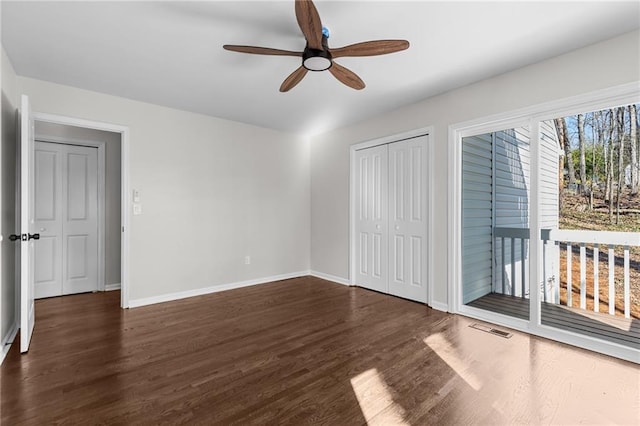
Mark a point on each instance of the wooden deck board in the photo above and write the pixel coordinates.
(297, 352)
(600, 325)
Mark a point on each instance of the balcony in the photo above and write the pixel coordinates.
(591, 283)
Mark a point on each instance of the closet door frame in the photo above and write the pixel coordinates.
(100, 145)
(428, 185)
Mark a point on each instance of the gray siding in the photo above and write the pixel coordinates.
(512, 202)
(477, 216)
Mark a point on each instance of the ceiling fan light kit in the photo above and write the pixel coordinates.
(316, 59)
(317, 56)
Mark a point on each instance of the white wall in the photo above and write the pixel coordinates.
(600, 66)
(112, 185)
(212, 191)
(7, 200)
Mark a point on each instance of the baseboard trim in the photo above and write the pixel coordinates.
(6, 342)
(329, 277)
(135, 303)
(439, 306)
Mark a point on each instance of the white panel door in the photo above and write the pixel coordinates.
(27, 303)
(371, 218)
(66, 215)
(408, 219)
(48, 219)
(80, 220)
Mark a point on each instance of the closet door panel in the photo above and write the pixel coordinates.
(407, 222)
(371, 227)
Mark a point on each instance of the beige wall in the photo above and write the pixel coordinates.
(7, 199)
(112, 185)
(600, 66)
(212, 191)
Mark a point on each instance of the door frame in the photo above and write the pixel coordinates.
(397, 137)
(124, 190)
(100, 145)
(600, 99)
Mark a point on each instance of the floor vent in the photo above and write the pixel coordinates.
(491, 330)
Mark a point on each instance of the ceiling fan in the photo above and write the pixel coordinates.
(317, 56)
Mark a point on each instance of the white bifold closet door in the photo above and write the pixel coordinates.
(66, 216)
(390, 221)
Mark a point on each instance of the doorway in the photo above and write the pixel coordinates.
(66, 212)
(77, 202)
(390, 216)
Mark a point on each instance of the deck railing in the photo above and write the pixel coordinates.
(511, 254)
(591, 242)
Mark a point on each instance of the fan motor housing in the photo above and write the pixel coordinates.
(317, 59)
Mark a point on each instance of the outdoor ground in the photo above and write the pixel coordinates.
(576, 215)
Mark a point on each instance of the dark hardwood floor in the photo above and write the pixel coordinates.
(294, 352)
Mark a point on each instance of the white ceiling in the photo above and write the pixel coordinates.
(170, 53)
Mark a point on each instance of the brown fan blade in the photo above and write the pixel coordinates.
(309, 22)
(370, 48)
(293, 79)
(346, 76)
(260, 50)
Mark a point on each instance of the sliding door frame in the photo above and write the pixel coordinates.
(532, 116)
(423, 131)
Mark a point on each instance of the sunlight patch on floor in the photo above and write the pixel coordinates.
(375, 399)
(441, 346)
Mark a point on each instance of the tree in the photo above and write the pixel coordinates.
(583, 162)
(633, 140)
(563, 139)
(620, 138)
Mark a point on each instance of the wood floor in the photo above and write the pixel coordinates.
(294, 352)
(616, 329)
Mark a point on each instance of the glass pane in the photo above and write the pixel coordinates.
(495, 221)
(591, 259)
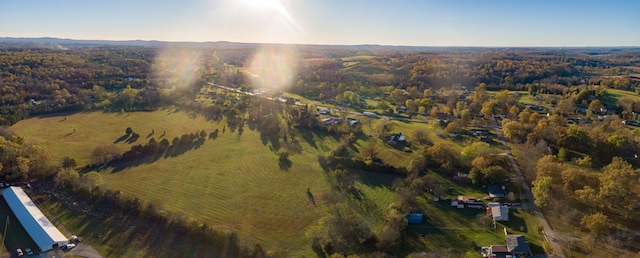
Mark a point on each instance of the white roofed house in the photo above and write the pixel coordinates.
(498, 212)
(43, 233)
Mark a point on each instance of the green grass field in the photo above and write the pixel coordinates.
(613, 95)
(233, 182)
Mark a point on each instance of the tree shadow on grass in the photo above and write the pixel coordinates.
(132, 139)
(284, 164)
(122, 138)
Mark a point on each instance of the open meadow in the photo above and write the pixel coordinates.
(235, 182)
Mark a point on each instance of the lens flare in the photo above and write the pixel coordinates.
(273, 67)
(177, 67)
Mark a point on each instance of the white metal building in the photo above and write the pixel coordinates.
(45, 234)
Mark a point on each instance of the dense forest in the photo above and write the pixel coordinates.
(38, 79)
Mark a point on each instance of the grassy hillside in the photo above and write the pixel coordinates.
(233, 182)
________________
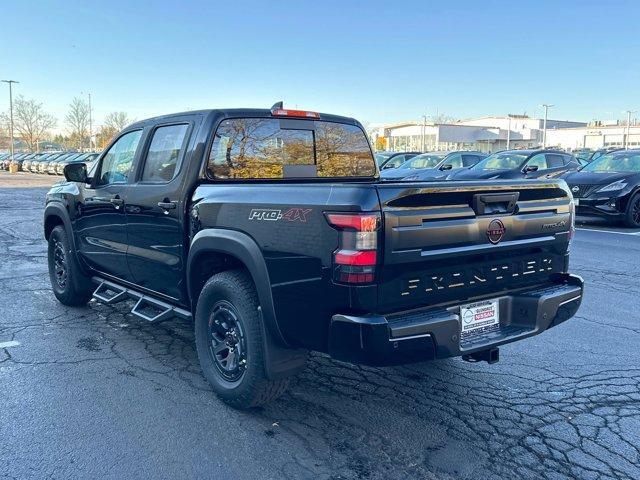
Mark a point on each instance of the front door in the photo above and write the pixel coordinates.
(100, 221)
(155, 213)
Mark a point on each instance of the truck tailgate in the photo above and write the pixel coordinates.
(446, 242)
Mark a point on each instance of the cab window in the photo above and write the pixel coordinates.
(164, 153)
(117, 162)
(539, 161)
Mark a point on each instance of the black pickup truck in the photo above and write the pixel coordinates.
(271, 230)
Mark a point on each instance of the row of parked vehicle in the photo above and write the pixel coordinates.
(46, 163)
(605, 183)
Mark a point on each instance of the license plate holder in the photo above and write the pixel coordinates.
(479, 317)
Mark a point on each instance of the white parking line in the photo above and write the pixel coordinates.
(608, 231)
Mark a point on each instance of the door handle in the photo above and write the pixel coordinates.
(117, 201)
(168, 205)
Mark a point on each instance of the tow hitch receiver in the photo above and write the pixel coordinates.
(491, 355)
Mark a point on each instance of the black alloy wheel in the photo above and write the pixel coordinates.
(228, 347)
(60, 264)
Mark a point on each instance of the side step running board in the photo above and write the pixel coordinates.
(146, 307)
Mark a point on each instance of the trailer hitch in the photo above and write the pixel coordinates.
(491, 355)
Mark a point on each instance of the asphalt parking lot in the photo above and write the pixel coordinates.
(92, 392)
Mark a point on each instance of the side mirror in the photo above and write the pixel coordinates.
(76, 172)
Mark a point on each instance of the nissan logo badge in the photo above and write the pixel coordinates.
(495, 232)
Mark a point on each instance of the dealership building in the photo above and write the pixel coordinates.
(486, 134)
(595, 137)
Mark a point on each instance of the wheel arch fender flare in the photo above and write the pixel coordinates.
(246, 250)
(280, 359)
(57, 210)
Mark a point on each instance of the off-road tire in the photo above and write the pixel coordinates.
________________
WHAT TO DO:
Pick out every line of the material above that contains the string "parking", and copy each such line in full. Treat the match as case-sensitive.

RESULT FOR THIS TASK:
Mark a point on each instance of the white parking line in the photo above and write the pixel coordinates.
Mark a point on each instance of the asphalt parking lot in the photo above and write the pixel coordinates.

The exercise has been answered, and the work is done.